▸ **Pointing dataset records**:
## START

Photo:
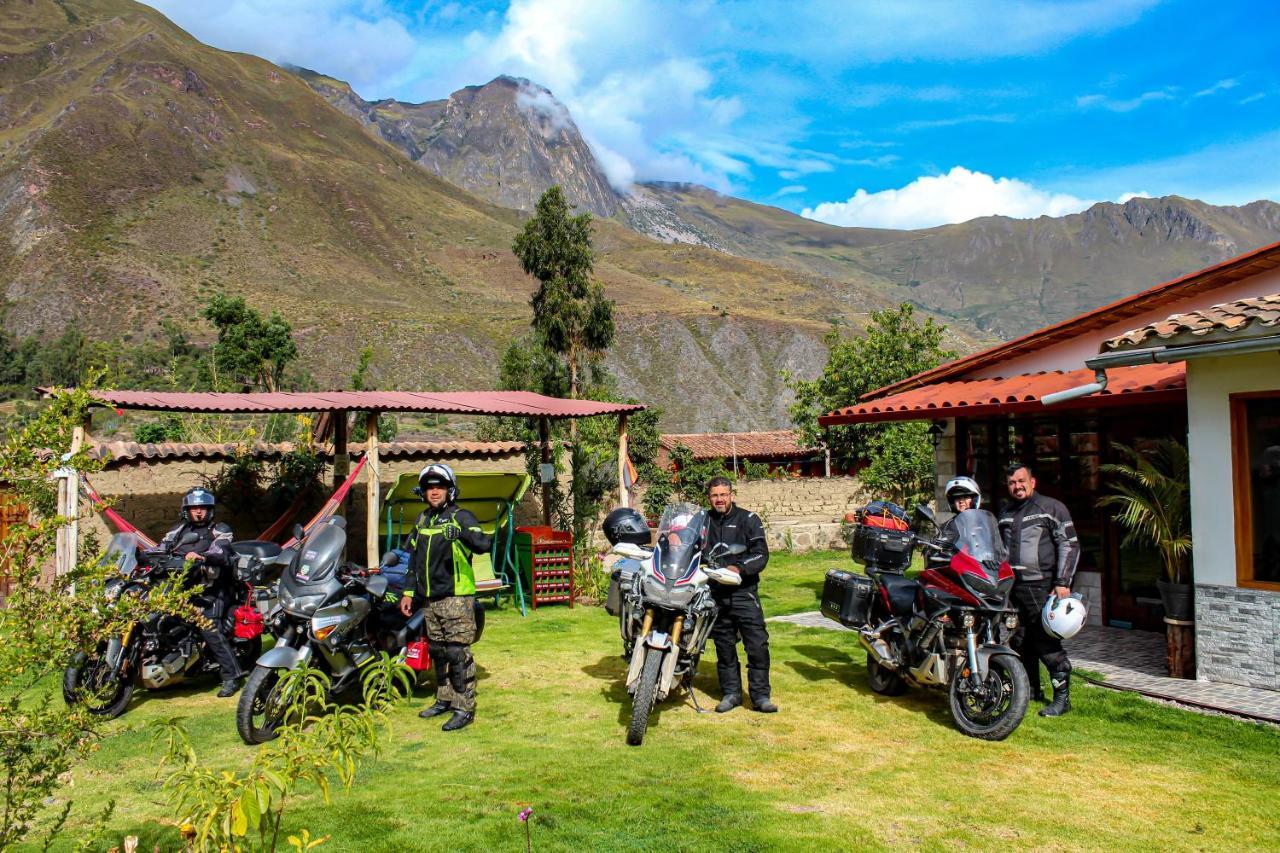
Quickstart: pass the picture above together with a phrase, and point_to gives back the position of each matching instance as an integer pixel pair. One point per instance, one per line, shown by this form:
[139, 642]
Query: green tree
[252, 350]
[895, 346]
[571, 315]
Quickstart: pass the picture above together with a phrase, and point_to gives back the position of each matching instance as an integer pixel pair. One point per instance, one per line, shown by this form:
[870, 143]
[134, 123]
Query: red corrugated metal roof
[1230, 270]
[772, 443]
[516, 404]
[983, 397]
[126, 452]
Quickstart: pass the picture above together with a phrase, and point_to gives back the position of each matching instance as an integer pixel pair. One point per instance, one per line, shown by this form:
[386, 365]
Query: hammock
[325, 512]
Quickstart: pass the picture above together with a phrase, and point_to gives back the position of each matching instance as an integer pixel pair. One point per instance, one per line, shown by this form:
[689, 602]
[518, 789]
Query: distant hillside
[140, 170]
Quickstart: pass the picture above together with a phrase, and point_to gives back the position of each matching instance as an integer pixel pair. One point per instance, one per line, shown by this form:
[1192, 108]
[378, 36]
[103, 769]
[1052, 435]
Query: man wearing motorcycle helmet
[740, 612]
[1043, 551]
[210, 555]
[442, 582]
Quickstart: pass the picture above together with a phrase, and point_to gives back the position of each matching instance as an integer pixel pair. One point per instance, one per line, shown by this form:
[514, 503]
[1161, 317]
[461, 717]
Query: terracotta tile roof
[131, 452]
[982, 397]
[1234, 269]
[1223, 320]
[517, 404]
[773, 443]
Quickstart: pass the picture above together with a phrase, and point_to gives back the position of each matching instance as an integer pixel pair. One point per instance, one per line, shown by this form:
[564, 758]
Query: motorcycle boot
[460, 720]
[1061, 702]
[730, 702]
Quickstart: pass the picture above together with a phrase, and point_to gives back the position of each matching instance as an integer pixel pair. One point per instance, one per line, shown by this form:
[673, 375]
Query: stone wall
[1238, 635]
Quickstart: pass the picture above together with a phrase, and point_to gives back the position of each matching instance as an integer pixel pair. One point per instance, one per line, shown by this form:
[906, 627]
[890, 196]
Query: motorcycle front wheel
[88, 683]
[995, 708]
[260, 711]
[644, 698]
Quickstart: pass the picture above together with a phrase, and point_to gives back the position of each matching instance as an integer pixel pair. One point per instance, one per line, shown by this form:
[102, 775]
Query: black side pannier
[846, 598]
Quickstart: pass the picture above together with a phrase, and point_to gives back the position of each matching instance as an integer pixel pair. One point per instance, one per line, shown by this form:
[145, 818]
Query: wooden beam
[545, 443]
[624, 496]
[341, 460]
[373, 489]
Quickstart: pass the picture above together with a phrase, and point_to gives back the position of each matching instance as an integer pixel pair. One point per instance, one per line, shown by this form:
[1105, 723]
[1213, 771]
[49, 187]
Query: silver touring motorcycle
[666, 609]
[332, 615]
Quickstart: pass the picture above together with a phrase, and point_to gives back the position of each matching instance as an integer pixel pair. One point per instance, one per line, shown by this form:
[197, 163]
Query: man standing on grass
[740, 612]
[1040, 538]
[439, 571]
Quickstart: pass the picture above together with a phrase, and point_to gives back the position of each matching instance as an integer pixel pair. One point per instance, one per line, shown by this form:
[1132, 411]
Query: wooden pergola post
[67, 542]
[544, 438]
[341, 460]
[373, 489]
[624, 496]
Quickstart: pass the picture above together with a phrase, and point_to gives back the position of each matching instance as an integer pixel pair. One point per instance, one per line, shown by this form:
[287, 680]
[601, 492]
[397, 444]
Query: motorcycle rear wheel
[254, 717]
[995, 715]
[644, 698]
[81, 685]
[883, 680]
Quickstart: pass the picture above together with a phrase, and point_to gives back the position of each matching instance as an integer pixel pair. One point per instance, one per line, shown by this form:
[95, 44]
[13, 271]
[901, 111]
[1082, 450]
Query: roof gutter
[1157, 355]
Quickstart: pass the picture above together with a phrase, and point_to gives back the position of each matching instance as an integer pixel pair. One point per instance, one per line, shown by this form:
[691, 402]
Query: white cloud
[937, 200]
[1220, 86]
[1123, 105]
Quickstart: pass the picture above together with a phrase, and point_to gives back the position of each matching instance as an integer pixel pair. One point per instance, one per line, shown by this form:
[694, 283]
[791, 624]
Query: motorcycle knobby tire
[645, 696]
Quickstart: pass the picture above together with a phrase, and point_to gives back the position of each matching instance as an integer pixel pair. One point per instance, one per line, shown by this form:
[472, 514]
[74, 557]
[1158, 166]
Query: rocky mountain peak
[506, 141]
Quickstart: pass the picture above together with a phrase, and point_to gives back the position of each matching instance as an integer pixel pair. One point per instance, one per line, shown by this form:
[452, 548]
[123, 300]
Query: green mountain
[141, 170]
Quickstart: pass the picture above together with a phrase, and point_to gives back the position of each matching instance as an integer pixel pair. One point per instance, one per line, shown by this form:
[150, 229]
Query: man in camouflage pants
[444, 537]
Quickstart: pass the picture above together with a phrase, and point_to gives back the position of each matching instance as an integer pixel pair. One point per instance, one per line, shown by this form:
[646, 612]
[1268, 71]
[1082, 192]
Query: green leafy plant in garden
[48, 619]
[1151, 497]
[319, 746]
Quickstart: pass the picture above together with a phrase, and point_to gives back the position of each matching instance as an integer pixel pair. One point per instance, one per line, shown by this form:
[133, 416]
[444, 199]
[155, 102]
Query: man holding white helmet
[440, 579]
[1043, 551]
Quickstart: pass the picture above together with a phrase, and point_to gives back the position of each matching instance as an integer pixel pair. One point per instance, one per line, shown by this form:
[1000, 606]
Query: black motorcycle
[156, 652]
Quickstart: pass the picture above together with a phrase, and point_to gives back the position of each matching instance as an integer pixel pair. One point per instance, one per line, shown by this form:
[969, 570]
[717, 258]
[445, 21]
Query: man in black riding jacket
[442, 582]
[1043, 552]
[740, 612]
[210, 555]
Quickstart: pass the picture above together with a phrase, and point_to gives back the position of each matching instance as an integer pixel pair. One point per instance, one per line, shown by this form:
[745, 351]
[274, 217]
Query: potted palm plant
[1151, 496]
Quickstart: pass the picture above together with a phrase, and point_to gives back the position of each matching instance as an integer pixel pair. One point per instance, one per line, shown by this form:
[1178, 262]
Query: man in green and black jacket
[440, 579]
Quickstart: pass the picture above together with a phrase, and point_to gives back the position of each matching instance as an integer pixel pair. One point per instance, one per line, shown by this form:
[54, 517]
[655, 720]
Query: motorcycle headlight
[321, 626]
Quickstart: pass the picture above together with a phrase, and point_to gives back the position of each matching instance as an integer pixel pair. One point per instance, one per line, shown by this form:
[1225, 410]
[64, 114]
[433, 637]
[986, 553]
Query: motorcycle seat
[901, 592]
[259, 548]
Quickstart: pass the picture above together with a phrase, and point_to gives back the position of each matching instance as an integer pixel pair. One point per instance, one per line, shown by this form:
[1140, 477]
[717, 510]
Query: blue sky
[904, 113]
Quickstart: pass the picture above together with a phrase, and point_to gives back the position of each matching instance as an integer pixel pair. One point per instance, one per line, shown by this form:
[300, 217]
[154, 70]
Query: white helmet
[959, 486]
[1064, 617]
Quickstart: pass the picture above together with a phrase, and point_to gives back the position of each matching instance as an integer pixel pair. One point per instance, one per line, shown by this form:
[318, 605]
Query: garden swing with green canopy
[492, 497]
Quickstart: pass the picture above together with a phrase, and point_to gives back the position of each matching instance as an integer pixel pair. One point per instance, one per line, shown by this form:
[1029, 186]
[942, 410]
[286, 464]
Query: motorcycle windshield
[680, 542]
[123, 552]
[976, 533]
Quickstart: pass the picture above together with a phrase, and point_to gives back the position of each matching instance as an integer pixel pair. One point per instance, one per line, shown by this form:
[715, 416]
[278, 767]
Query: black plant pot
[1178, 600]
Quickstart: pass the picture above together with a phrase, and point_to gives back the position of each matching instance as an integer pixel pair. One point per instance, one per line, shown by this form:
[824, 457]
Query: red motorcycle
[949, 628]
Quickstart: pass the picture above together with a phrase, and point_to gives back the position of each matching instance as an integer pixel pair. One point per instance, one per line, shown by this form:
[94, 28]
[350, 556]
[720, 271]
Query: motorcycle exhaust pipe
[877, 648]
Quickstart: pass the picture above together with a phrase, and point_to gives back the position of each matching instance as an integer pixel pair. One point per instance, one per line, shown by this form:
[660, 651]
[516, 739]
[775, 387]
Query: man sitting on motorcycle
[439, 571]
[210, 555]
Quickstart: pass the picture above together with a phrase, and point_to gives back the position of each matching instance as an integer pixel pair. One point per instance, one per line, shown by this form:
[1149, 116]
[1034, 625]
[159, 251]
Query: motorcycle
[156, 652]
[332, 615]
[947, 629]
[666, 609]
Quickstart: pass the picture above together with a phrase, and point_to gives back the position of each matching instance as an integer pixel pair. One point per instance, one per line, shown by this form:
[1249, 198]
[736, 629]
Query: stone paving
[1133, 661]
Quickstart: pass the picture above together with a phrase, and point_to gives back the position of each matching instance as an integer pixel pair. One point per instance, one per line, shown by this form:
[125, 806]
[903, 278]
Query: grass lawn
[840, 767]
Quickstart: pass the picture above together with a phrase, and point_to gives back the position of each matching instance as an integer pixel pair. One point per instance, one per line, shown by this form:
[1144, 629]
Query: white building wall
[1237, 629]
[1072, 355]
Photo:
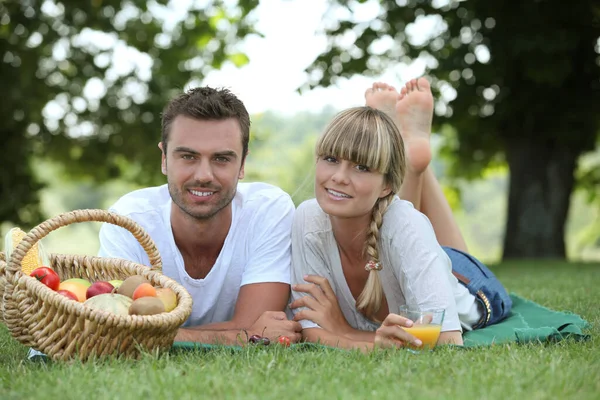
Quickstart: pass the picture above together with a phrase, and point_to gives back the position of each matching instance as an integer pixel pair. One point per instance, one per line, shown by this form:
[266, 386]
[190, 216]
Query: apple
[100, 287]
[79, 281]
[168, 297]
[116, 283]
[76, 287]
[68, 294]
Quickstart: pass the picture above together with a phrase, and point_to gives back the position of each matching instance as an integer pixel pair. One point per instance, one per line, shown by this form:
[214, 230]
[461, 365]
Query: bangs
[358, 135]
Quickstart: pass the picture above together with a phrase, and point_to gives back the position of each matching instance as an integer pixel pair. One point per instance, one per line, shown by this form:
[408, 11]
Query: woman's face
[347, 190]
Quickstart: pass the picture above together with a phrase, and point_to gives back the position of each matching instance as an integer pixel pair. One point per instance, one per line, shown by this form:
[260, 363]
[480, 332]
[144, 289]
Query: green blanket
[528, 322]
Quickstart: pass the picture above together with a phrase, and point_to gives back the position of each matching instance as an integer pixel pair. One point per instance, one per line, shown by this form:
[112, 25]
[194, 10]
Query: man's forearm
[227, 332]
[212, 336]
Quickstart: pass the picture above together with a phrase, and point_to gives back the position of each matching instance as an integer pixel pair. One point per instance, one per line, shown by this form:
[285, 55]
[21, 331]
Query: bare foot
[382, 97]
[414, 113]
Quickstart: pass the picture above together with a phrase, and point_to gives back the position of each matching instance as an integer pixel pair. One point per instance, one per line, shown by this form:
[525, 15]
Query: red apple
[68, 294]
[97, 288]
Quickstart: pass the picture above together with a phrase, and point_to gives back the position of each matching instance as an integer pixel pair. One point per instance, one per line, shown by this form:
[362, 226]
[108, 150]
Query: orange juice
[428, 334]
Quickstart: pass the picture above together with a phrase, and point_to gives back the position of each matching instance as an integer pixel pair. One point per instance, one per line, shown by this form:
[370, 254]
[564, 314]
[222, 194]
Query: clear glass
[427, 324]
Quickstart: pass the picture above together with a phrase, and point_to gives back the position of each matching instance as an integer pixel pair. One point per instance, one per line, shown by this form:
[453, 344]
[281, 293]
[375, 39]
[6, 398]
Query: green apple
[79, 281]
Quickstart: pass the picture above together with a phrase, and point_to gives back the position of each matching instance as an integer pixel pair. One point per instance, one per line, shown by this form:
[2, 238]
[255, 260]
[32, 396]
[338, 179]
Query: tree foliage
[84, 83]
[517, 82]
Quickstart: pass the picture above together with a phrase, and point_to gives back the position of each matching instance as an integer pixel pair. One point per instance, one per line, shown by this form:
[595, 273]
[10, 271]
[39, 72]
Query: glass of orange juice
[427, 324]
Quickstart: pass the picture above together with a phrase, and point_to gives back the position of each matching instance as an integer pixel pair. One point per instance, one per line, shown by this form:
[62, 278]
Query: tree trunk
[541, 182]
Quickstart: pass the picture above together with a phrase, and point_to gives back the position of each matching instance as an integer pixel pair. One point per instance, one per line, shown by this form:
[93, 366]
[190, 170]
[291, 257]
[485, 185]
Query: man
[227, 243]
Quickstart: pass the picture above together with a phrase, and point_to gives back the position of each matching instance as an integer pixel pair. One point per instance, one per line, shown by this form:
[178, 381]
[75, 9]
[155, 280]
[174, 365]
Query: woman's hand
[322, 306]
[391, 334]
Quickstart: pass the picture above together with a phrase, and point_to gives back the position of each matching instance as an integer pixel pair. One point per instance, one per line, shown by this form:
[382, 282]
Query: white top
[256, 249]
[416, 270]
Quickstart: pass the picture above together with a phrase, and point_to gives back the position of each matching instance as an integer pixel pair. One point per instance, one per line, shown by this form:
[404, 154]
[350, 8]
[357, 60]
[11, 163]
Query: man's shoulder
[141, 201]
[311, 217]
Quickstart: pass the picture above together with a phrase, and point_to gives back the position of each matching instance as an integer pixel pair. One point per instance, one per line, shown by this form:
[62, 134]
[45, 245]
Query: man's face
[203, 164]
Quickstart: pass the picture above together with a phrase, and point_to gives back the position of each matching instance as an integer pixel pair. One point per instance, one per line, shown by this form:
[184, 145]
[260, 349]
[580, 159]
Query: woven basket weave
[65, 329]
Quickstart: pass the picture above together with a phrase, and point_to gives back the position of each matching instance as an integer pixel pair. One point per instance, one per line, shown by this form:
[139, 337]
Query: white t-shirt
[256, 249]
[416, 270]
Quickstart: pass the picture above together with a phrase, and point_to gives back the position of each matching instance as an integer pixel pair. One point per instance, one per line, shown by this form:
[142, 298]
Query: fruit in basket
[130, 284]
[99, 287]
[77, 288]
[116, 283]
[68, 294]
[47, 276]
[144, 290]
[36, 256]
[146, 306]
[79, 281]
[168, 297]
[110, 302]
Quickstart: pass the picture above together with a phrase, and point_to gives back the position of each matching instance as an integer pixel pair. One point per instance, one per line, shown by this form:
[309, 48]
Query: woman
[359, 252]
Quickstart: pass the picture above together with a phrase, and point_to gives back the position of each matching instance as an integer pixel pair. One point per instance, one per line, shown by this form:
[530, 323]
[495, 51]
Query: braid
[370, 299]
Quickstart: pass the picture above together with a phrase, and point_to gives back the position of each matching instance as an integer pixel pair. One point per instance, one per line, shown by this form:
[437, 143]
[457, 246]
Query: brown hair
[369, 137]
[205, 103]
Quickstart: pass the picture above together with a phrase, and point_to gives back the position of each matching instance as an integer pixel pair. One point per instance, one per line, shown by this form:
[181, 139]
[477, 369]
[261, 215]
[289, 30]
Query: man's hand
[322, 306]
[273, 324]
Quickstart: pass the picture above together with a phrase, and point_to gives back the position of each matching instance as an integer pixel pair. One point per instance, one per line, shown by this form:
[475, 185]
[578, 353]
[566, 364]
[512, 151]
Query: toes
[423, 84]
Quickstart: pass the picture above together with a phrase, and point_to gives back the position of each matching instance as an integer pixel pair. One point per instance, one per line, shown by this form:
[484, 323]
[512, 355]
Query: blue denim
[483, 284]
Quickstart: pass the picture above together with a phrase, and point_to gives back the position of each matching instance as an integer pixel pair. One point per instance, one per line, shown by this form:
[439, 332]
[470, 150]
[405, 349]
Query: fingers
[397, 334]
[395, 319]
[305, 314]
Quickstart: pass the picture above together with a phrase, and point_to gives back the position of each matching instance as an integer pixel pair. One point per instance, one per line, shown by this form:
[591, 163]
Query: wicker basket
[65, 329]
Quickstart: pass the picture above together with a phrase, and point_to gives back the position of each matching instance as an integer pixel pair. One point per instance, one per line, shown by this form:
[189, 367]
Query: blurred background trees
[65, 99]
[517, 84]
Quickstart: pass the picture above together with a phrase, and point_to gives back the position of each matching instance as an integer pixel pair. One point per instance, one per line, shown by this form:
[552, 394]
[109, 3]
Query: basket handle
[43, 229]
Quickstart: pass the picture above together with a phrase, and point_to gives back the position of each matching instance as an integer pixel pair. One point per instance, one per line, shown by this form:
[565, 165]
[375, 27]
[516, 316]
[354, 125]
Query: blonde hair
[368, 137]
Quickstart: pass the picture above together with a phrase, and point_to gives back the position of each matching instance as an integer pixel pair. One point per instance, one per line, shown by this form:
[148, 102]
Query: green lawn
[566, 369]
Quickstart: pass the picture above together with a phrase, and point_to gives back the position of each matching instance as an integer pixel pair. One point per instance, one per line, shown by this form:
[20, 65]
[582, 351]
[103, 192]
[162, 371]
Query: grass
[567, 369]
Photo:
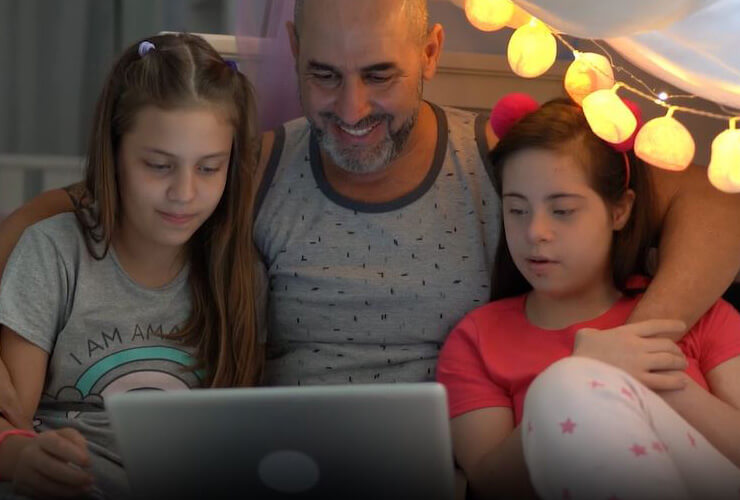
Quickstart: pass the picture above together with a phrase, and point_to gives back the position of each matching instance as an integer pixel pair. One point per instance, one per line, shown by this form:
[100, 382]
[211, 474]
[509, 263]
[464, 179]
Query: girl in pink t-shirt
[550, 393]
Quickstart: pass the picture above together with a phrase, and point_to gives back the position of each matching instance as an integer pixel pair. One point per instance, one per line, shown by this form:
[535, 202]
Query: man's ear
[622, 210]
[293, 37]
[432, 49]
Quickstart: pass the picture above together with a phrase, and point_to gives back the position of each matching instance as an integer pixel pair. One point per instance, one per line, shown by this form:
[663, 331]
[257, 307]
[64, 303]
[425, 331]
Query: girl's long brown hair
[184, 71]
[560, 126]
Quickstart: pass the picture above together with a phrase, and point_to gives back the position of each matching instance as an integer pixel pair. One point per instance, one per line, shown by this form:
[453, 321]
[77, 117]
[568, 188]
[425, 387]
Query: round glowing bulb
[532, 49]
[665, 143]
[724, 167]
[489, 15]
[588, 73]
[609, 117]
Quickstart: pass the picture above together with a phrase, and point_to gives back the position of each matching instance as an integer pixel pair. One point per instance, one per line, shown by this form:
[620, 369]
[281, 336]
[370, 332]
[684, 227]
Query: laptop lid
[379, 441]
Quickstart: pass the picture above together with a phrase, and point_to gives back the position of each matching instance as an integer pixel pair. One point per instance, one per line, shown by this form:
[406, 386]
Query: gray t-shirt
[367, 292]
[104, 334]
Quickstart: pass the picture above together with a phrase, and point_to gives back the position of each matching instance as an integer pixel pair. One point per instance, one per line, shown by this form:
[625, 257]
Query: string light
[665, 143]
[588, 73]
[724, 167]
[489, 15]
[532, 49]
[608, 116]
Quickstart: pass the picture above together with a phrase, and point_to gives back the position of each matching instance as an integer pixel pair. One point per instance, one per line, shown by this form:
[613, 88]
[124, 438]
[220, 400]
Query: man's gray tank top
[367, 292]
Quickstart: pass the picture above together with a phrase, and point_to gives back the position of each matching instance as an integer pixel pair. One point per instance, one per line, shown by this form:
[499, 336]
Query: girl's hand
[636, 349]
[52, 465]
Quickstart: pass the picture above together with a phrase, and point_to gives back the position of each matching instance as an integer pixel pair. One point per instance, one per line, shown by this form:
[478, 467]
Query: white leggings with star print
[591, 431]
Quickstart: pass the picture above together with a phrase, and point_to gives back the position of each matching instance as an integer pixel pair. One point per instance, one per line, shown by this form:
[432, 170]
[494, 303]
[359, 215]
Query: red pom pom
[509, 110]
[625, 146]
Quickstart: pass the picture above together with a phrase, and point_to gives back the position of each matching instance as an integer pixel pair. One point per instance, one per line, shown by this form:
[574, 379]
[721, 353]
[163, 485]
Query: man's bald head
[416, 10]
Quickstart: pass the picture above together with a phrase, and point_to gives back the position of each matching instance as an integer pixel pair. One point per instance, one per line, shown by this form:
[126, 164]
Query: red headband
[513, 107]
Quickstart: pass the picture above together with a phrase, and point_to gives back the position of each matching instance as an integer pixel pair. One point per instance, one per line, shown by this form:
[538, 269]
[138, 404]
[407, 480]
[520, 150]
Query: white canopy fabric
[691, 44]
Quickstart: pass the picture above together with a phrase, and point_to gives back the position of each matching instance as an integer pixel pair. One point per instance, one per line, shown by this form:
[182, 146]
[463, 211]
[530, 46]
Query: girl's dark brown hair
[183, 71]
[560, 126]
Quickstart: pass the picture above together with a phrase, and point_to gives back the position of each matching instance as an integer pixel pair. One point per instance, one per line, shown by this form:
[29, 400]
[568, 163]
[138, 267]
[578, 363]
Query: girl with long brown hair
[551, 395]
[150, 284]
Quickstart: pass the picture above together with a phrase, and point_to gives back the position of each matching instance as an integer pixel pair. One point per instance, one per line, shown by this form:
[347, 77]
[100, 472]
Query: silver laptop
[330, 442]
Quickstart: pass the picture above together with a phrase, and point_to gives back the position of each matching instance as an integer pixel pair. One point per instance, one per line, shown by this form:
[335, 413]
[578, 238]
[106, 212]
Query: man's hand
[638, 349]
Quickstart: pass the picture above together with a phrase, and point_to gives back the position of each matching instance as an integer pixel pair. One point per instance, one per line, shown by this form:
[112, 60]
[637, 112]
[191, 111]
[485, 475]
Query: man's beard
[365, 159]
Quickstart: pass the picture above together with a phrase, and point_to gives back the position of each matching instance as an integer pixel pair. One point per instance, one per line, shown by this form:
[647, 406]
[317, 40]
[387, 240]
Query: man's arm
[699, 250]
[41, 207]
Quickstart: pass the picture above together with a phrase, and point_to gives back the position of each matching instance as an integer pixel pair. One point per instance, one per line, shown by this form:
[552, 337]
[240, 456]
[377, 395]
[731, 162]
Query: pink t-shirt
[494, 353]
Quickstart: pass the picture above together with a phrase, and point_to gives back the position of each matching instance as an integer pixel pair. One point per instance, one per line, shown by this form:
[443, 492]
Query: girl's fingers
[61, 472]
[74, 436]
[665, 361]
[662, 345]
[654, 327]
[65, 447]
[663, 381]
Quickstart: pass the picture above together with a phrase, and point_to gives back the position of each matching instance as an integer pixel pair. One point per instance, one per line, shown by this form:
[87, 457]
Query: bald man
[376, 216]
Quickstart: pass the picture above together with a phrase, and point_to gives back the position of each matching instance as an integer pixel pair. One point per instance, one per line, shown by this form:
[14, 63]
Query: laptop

## END

▸ **STATED GOAL**: Count the lines in the records above that contain the string "garden", treating case as significant, and give only the number.

▸ **OUTPUT OF THE TASK**: 2